- _PROBLEM REQUIREMENTS_:
Extract the rows between the line containing "of the seared" and the line containing "(1096, 120)", inclusive, and reproduce them word for word.

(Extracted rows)
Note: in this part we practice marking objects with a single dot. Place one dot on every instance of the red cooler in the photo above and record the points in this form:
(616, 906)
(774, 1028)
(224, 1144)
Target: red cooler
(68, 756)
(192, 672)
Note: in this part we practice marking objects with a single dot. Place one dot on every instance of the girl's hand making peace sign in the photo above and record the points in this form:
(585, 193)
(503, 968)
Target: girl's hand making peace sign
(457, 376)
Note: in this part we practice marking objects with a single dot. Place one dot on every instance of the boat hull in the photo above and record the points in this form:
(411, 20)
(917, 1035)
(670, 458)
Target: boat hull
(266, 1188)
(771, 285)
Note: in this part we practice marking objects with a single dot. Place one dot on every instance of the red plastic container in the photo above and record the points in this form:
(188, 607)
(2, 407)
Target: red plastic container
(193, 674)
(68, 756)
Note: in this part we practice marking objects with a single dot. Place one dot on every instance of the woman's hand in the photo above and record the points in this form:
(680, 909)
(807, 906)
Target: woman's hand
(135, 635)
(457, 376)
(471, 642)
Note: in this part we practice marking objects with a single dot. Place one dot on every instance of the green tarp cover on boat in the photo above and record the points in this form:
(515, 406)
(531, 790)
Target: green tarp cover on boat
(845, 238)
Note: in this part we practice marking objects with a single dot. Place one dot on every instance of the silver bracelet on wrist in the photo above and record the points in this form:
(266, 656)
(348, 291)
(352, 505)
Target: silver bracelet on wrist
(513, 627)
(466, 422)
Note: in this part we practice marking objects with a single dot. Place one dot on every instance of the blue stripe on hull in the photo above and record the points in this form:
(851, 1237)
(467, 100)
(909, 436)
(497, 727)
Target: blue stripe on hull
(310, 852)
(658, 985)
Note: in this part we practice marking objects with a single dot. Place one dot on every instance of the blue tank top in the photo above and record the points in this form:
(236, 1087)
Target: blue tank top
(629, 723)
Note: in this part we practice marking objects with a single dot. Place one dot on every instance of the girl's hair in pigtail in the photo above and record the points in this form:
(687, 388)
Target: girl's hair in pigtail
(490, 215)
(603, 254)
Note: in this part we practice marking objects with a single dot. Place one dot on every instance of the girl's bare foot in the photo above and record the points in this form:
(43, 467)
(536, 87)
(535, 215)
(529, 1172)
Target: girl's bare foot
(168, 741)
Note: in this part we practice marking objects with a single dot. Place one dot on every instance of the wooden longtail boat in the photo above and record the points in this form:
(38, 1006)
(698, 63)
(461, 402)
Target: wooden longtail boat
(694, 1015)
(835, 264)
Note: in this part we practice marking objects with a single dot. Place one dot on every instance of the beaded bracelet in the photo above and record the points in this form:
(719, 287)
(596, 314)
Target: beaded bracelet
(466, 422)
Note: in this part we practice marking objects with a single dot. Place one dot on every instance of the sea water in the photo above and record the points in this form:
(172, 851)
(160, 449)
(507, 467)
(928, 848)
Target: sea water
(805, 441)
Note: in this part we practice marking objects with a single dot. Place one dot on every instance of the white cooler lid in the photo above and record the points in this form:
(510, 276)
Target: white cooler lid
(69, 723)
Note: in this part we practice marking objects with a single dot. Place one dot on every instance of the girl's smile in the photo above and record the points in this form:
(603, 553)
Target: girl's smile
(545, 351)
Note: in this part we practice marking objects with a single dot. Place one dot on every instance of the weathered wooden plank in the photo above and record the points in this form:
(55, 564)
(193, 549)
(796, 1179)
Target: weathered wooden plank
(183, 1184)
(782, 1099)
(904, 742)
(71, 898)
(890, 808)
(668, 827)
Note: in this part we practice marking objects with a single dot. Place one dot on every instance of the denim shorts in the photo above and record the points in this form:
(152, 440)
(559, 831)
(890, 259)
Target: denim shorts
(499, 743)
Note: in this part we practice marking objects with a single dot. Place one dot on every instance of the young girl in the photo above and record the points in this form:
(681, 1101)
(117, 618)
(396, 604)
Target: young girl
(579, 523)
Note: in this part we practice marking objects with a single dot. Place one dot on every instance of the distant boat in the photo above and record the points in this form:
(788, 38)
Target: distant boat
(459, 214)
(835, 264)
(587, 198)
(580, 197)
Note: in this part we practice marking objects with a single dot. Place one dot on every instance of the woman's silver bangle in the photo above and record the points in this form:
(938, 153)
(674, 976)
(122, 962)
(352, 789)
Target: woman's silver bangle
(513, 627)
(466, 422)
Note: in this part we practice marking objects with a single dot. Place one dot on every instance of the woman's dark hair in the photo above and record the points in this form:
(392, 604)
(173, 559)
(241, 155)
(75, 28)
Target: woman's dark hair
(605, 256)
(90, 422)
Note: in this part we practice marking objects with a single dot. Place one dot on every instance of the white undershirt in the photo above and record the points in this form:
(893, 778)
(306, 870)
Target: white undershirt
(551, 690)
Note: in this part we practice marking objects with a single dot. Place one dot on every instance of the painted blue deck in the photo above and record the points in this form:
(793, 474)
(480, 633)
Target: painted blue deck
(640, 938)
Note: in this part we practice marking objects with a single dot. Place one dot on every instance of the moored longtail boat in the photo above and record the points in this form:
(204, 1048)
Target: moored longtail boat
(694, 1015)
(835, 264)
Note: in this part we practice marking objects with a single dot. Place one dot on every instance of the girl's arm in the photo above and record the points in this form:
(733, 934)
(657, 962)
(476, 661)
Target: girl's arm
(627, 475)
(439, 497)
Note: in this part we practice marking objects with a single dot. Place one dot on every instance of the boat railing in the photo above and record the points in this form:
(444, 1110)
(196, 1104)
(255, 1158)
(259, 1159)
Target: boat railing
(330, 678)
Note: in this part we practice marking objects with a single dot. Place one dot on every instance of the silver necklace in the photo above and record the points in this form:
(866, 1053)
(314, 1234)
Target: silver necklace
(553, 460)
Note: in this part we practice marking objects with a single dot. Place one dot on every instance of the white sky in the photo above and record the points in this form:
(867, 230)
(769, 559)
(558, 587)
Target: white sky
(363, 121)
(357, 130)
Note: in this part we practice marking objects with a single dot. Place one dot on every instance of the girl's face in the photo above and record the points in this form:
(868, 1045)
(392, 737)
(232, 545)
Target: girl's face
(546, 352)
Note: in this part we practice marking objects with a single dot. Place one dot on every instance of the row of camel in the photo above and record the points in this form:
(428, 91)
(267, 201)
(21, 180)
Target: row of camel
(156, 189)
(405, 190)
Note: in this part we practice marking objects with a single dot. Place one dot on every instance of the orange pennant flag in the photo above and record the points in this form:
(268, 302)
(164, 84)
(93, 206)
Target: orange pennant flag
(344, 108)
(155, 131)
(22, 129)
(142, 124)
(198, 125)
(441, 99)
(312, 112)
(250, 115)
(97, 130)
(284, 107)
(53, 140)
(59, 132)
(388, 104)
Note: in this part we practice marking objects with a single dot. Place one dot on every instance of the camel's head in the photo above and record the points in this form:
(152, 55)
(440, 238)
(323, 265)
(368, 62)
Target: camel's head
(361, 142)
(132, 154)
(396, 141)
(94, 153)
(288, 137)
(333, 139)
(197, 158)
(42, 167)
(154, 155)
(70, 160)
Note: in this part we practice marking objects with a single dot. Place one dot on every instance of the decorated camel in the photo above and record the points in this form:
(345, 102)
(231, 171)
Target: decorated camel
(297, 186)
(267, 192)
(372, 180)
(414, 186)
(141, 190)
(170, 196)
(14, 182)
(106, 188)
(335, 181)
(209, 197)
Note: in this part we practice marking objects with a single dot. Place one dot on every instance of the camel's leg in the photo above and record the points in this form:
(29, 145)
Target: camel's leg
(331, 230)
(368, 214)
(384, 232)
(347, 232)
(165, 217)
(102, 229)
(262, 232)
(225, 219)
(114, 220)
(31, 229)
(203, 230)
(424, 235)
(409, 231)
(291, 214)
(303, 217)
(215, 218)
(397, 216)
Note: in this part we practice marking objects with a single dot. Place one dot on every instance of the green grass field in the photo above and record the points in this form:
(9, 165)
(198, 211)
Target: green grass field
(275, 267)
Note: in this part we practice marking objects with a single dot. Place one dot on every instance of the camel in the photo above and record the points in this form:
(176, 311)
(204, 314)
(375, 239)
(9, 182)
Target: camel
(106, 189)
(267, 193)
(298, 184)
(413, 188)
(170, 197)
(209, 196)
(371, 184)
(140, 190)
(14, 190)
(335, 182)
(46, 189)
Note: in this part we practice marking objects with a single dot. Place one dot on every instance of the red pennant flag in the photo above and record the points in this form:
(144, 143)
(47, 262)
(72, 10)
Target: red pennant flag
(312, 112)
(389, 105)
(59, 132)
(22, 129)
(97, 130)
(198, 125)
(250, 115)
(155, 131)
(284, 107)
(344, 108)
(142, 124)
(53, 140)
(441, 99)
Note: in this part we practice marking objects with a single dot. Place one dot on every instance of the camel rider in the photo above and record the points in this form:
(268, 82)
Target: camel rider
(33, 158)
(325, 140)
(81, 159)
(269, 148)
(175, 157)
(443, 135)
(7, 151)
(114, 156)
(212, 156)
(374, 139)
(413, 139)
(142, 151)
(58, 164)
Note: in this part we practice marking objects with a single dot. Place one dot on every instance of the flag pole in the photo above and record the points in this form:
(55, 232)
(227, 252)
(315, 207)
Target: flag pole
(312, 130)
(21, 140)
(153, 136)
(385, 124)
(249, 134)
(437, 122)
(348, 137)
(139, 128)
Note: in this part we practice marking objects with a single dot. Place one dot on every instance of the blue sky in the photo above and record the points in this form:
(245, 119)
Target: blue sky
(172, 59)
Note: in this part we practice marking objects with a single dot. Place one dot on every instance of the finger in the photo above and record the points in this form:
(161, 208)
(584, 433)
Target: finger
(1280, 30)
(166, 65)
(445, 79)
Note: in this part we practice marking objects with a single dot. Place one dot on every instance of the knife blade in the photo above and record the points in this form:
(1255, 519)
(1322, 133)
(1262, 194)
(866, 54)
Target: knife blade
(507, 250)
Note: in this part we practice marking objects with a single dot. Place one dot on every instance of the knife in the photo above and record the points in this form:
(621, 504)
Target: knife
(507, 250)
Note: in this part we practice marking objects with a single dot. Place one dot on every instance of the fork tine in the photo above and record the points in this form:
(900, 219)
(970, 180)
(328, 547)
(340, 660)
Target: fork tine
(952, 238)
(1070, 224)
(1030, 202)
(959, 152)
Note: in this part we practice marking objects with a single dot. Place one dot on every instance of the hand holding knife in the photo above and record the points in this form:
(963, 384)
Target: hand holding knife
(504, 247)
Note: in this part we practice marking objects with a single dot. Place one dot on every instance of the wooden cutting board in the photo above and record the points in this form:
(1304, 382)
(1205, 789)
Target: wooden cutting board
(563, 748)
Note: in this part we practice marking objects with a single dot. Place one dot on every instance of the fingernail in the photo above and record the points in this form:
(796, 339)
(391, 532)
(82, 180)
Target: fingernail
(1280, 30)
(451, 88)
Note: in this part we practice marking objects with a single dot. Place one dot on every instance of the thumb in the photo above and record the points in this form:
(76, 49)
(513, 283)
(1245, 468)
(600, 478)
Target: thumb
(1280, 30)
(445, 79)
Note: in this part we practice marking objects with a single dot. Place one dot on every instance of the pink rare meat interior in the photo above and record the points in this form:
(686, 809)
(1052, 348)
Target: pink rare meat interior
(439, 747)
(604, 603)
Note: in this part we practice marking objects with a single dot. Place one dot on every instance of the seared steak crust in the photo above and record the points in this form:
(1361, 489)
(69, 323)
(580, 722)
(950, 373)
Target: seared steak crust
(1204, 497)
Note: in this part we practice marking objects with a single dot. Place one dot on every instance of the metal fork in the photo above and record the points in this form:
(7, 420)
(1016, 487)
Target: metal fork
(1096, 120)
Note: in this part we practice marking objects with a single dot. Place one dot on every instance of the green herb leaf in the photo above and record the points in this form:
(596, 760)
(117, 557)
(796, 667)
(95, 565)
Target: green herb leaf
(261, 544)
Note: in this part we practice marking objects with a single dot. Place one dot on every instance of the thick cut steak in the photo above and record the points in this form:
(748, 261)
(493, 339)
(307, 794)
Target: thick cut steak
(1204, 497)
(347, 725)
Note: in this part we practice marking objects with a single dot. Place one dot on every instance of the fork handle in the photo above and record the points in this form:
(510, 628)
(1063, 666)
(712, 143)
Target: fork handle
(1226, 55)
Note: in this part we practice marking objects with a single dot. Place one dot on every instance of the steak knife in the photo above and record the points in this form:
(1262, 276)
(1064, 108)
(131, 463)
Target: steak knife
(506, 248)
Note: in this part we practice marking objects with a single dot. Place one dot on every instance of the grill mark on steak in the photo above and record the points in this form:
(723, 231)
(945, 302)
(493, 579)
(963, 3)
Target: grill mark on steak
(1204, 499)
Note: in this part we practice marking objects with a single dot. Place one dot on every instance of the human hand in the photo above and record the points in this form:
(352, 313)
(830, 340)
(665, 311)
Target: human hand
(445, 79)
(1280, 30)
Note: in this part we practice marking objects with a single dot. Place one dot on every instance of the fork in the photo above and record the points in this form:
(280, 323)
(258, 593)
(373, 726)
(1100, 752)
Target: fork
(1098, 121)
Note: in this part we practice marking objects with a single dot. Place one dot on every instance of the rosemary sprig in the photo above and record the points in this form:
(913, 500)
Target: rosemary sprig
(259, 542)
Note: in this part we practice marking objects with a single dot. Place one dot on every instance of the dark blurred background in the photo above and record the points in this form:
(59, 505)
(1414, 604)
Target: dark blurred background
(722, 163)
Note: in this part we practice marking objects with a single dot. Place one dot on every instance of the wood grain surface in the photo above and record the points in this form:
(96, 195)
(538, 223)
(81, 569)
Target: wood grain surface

- _WRITTEN RESPONSE_:
Note: in this part we practice marking objects with a single dot. Place one dot on every instance of the seared steak crust in the photo above and record the points in this form:
(1361, 489)
(69, 323)
(580, 722)
(950, 373)
Target: seared steak crust
(1204, 497)
Note: in this part we practice marking objects with a single dot. Place one dot on every instance of the metal fork in the photo above and record the points in this form:
(7, 420)
(1016, 487)
Target: metal fork
(1096, 120)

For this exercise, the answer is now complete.